The entries below contain a stretch that opens with the line containing "Target: baluster" and closes with the line containing "Task: indicate every instance of the wfd"; set down that stretch exactly, both ends included, and nothing else.

[[ Data to process, beginning ]]

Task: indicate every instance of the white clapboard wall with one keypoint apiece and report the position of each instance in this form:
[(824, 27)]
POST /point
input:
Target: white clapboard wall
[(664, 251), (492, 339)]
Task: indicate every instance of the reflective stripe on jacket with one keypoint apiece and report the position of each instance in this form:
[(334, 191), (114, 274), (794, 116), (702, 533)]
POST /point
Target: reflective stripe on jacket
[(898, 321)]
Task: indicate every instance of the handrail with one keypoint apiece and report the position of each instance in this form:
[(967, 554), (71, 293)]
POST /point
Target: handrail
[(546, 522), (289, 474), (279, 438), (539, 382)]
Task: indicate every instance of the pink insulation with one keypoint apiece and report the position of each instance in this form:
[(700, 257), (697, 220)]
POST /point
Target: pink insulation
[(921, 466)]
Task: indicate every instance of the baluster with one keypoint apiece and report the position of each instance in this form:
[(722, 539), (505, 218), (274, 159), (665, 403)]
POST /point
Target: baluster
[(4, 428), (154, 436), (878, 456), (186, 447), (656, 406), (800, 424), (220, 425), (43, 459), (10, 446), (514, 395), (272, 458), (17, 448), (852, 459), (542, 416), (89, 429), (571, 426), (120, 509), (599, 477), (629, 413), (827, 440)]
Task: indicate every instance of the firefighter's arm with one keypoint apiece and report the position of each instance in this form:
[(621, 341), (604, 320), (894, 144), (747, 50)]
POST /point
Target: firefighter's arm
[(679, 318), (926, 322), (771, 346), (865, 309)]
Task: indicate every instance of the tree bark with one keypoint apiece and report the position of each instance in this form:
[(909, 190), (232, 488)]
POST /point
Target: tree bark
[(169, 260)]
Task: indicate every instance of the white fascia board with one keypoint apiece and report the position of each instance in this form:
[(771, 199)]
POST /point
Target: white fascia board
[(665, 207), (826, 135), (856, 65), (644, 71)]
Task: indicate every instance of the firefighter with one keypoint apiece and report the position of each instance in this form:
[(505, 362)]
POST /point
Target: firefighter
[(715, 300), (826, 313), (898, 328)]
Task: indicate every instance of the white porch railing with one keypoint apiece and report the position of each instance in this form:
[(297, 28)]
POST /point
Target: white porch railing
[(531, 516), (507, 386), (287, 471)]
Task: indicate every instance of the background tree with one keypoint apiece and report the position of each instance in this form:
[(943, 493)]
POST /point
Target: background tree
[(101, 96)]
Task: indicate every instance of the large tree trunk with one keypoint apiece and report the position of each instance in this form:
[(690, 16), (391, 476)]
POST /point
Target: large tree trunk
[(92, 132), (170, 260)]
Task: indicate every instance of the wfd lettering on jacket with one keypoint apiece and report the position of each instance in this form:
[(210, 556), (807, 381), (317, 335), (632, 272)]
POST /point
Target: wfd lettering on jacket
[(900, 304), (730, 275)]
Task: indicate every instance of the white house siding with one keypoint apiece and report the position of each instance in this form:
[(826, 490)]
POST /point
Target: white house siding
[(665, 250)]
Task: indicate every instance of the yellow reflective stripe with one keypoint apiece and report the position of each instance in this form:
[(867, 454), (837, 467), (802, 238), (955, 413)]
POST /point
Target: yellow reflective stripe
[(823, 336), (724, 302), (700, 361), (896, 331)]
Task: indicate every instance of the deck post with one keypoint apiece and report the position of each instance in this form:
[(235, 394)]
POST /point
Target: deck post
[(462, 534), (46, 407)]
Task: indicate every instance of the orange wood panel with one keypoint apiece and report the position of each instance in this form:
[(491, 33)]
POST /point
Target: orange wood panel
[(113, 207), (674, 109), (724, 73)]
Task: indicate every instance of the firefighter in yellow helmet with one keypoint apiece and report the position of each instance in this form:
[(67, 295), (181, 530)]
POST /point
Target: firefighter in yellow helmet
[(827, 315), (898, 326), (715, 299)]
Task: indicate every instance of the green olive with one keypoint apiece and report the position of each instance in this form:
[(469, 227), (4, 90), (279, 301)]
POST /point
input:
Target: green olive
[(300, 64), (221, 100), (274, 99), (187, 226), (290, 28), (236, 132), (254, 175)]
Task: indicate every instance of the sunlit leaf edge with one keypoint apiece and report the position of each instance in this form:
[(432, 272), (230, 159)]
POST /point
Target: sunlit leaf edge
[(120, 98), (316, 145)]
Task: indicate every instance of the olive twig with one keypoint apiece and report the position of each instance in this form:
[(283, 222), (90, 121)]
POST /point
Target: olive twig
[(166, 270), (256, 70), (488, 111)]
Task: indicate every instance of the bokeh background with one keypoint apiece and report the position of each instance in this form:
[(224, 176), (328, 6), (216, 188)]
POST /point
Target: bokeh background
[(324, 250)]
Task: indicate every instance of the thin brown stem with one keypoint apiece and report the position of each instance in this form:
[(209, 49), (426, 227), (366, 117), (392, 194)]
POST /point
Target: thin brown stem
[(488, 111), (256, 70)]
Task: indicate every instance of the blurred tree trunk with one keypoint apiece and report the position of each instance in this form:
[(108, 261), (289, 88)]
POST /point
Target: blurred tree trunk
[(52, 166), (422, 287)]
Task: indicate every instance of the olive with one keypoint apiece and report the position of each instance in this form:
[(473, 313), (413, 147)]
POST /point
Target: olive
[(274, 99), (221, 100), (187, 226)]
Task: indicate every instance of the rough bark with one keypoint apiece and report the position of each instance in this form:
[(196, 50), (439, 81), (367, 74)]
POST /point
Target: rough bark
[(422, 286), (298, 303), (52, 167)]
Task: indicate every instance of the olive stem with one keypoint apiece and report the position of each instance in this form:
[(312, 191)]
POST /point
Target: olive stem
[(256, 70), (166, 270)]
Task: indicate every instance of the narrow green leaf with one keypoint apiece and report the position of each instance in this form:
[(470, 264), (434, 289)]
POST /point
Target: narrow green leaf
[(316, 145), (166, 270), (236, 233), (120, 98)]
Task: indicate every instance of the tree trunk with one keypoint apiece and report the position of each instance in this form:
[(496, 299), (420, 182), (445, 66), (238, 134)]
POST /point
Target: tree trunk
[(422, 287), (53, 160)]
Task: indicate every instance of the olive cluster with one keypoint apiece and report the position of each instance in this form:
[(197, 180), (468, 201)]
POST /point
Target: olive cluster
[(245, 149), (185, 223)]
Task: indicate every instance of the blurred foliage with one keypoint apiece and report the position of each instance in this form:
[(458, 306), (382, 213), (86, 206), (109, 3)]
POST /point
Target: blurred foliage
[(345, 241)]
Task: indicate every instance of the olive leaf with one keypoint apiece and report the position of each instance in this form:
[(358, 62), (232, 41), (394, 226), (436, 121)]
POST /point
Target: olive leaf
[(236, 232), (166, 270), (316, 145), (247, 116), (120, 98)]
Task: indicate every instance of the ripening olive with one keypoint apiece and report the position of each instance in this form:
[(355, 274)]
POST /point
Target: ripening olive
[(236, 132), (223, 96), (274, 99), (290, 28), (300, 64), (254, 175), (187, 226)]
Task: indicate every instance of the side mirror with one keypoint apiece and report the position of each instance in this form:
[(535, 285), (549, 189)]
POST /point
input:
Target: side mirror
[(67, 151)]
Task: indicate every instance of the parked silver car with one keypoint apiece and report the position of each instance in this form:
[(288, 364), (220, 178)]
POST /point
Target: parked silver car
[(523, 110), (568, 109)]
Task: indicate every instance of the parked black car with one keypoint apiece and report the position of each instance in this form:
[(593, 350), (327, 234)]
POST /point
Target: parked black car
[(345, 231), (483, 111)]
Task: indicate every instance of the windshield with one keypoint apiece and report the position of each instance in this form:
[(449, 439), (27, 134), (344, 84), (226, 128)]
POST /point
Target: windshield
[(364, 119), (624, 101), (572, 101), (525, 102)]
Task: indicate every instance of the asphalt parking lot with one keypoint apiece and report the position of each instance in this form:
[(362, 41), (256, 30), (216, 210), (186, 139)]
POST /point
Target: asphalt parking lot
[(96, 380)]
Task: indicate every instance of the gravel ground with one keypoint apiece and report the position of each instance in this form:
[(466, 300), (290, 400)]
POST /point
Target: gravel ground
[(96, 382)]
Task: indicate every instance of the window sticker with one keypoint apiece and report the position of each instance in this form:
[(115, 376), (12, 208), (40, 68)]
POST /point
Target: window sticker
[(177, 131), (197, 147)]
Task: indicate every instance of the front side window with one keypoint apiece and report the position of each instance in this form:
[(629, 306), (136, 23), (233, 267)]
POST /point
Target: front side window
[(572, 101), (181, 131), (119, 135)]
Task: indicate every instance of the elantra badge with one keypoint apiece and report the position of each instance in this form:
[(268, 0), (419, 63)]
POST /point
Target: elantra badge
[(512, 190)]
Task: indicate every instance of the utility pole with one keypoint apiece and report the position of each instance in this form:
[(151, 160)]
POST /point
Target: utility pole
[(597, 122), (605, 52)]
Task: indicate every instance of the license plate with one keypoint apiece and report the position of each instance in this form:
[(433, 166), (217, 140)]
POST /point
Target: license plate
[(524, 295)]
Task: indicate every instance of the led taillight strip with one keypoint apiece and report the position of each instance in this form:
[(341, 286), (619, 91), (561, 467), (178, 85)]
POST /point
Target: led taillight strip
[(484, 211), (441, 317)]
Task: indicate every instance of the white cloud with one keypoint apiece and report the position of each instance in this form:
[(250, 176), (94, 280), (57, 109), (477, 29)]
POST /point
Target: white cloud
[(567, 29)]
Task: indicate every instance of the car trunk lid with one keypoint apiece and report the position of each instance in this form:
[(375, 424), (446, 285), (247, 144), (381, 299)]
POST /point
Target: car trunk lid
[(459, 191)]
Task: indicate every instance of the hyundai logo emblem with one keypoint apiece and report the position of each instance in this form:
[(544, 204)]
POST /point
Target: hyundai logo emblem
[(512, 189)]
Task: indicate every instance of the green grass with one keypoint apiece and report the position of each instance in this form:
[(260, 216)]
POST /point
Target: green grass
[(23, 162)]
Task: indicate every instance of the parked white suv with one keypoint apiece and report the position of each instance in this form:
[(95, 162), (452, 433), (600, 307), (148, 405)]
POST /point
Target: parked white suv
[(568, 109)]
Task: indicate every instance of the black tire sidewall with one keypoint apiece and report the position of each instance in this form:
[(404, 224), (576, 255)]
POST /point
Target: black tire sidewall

[[ Data to process, end ]]

Result of the task:
Target: baluster
[(4, 428), (154, 436), (878, 456), (186, 447), (656, 406), (800, 424), (220, 425), (43, 459), (10, 446), (514, 395), (272, 458), (17, 448), (852, 459), (542, 416), (89, 429), (571, 426), (120, 509), (599, 477), (629, 413), (827, 440)]
Task: indicate every instance of the firefighter's arm with one keypoint apiece and report the position of each instance in this form:
[(621, 341), (604, 320), (894, 144), (747, 50)]
POST /point
Target: firefighter's arm
[(679, 318), (926, 322), (771, 346), (865, 309)]
Task: indicate every instance of the tree bark with one keypoint apiece and report the position of each instance in this form:
[(909, 190), (232, 488)]
POST /point
Target: tree bark
[(169, 260)]
Task: indicate every instance of the white fascia board with one keypoint apiece and report the position of each instance in this form:
[(771, 199)]
POST /point
Target: white fascia board
[(665, 207), (826, 135), (856, 65), (644, 71)]
Task: indicate every instance of the firefighter with one keypoint apiece and report the position of each instance in this form:
[(505, 362)]
POST /point
Target: firefighter
[(715, 300), (826, 313), (898, 328)]
Task: indicate every instance of the white porch railing with one keypoint apiece and report the position of each instance in this form:
[(297, 28)]
POST /point
Target: white porch railing
[(531, 516), (507, 386), (287, 471)]
Task: indicate every instance of the background tree with one keypoint apiece and report the position of each instance in this form:
[(943, 493)]
POST /point
Target: background tree
[(101, 96)]
Task: indicate every instance of the large tree trunk with one keypoint apiece and report the position of each instance in this form:
[(690, 16), (391, 476)]
POST /point
Target: large tree trunk
[(92, 132), (170, 260)]
Task: indicate every instance of the wfd lettering on jacket with one keypoint apiece and report the position of each instance in this form:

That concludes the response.